__DIRECTIONS__.
Lines from the one containing "beard, marking a point on it" through the end of the data below are to be transcribed exactly; leave out all others.

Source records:
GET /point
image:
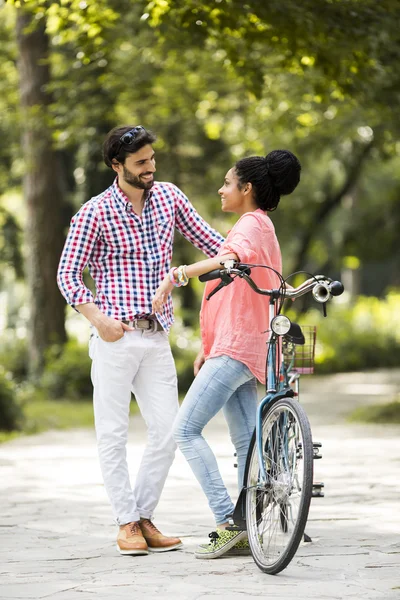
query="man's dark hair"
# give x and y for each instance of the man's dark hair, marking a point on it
(272, 176)
(114, 148)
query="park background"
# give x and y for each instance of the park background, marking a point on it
(215, 80)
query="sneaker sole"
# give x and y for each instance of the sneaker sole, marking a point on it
(132, 552)
(224, 549)
(166, 549)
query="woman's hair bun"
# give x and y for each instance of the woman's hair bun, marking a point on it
(284, 170)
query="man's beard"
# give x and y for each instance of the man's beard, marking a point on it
(135, 180)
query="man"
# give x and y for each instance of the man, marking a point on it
(125, 235)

__RESULT OF THE TASK__.
# give x and y for each instance of the man's beard, marking a point on it
(135, 180)
query="man"
# give x and y for each instance of the man, marking a point on it
(125, 235)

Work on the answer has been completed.